▶ _What to do_
Please return each record below exactly, with nothing left out.

▶ _Data listing_
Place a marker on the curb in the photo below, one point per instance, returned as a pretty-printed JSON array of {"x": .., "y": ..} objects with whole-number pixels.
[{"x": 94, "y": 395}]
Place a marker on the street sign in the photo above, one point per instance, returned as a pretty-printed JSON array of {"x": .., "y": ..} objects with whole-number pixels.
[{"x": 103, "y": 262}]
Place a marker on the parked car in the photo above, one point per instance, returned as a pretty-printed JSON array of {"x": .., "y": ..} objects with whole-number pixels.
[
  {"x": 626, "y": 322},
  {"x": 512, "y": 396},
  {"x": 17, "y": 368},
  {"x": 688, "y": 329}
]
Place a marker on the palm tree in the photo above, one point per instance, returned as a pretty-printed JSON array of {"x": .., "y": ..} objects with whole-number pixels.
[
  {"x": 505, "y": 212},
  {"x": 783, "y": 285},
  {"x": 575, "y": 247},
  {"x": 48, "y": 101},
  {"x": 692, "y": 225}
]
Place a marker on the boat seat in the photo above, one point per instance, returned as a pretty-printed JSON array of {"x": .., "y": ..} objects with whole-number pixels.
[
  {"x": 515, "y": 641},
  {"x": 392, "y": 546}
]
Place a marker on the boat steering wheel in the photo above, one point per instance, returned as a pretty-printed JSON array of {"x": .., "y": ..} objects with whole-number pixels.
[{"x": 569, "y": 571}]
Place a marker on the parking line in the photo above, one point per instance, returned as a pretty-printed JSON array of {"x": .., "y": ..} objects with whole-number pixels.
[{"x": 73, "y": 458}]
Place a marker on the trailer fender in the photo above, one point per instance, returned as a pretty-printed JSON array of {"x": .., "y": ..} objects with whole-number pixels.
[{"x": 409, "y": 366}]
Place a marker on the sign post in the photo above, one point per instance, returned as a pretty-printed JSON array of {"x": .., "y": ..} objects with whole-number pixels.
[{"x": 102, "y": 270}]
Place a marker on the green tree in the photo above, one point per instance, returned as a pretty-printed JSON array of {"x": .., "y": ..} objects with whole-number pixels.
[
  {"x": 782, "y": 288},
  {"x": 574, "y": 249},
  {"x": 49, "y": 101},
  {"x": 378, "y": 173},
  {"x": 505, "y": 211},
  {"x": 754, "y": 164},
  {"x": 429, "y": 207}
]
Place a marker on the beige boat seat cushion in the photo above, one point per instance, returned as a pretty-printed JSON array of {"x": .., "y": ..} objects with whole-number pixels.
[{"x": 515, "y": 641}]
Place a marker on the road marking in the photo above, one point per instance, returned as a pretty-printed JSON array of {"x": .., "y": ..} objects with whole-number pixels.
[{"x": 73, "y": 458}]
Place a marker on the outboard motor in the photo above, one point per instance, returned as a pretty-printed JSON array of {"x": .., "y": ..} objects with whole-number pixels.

▶ _Output of the exercise_
Place a marker on the curb in the photo below, one point per instance, returned as a pretty-printed JSON array of {"x": .., "y": ..} objects with whole-number pixels.
[{"x": 94, "y": 395}]
Place a marker on the street sign in the photo above, one point per instance, returned as a pretty-printed JSON array of {"x": .., "y": ..} objects with whole-number pixels.
[{"x": 103, "y": 262}]
Place a marker on the parked car in the photo above, one point per instance, returned as a pretty-printed JSON array of {"x": .., "y": ..} objects with whole-number pixels.
[
  {"x": 626, "y": 322},
  {"x": 512, "y": 396},
  {"x": 17, "y": 368},
  {"x": 688, "y": 329}
]
Place a marker on the palm tree in the photo above, one point per instance, returned as a pretty-printed JSON array of {"x": .., "y": ..} objects with whole-number pixels.
[
  {"x": 505, "y": 212},
  {"x": 783, "y": 285},
  {"x": 575, "y": 247},
  {"x": 48, "y": 101},
  {"x": 692, "y": 225}
]
Place a marker on the boat seat in the photo above, one point per instance, returned as a pretty-printed JSON array of {"x": .., "y": ..} objects with whole-number pixels.
[
  {"x": 515, "y": 641},
  {"x": 392, "y": 546}
]
Place a marker on the boat steering wheel in the photo above, one point per instance, returned as a pretty-printed JSON array of {"x": .., "y": ..} objects with whole-number pixels.
[{"x": 569, "y": 571}]
Place a marker on the parking line in the photo above, one point per instance, returned as a pretty-printed JSON array of {"x": .., "y": ..} objects with whole-number pixels.
[{"x": 73, "y": 458}]
Place a marker on the trailer fender in the photo above, one point per instance, returned as a pretty-printed JSON array of {"x": .., "y": ..} objects with whole-number pixels.
[{"x": 409, "y": 366}]
Place a marker on the sign post in the photo above, one point per instance, returned as a pretty-printed JSON array of {"x": .., "y": ..} objects with whole-number pixels.
[{"x": 102, "y": 270}]
Place a marker on the green tree in the photo above, one point per instance, returned as a pretty-printed JSON array of {"x": .., "y": ..} objects with whole-number pixels.
[
  {"x": 782, "y": 288},
  {"x": 574, "y": 249},
  {"x": 49, "y": 101},
  {"x": 378, "y": 173},
  {"x": 505, "y": 211},
  {"x": 754, "y": 164},
  {"x": 429, "y": 207}
]
Place a marker on the beige boat seat cushion in the photo above, one point per instance, returned as a pretty-printed JSON array of {"x": .., "y": ..} objects with whole-number pixels.
[{"x": 515, "y": 641}]
Place a marker on the road marking in the photo above, one point per instance, returned as a pretty-printed JSON array of {"x": .., "y": ..} objects with whole-number pixels.
[{"x": 73, "y": 458}]
Place a marker on the outboard motor in the photo above, one point per instance, returned as a pretty-printed JSON array of {"x": .., "y": ..} objects with whole-number pixels.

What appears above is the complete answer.